══ TEXT SEGMENT ══

To best advise clients, practitioners must understand the effect of interest rates on wealth planning strategies. Given the long-term time horizon of most estate planning, this includes the effect of relevant interest rates at the time a strategy is implemented — and for many years into the future. Advisers and clients may hold differing views as to whether a given interest rate is “high” or “low,” as well as the thresholds at which such labels should be applied. After the 2008–2021 period of historically low interest rates, more recent rates indeed seem dramatically higher. However, if one looks back far enough in history and considers average rates over a longer term, the current rates begin to appear lower in comparison. Specific labels aside, advisers can deliver significant value by ensuring that proposed wealth transfer strategies fully consider interest rates.
The interest rates most relevant for tax purposes
Each month, the IRS publishes a revenue ruling that includes a set of interest rates known as the applicable federal rates (AFRs). Separate AFRs are provided for short-term (not over three years), midterm (over three but not over nine years), and long-term (over nine years) loans and instruments. Sec. 1274(d) and Regs. Sec. 1.1274-4(b) provide that AFRs are calculated monthly based on the yields of certain U.S. government obligations.
Historically, AFRs have been lower than the market rates traditional banks offer to customers. AFRs are important for a number of tax purposes, including as minimum rates for private loans (e.g., classifying certain loans as below-market and gift loans) and as part of many charitable contribution deduction and transfer tax calculations.
Each monthly AFR revenue ruling also includes the “Sec. 7520 rate” for the following month. In simple terms, Sec. 7520(a)(2) provides that the Sec. 7520 rate is 120% of the midterm AFR, with specific rounding. The Sec. 7520 rate is used as a discount rate and expected rate of return for many wealth transfer strategies. More specifically, the Sec. 7520 rate is critical to valuing certain annuities, life interests, and remainder or reversionary interests. In addition, practitioners must use the Sec. 7520 rate in calculating the value of certain charitable contribution deductions and valuing certain property for transfer tax purposes. The chart “Historical Sec. 7520 Rates,” below, illustrates their long-term trends.

═══
══ SOURCE EXCERPT ══

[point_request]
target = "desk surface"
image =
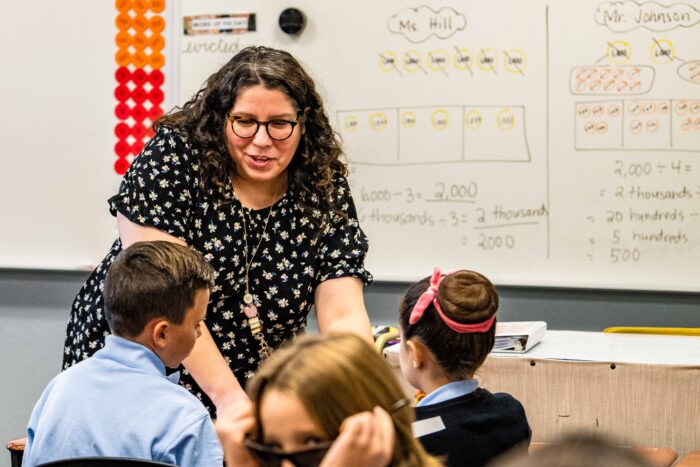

═══

WHAT IS ASKED:
A. In the text on interest rates and wealth planning, rewrite the paragraph beginning "Each month, the IRS publishes a revenue ruling" as a short bulleted list that keeps its main facts.
B. According to the text on interest rates and wealth planning, what percentage of the midterm AFR is the Sec. 7520 rate?

COMPLETED EXERCISE:
A.
- Each month, the IRS issues a revenue ruling that lists the applicable federal rates (AFRs).
- Separate AFRs apply to loans and instruments that are:
  - short-term (not over three years)
  - midterm (over three but not over nine years)
  - long-term (over nine years)
- Under Sec. 1274(d) and Regs. Sec. 1.1274-4(b), AFRs are calculated monthly from the yields of certain U.S. government obligations.

B. The Sec. 7520 rate is 120% of the midterm AFR, with specific rounding.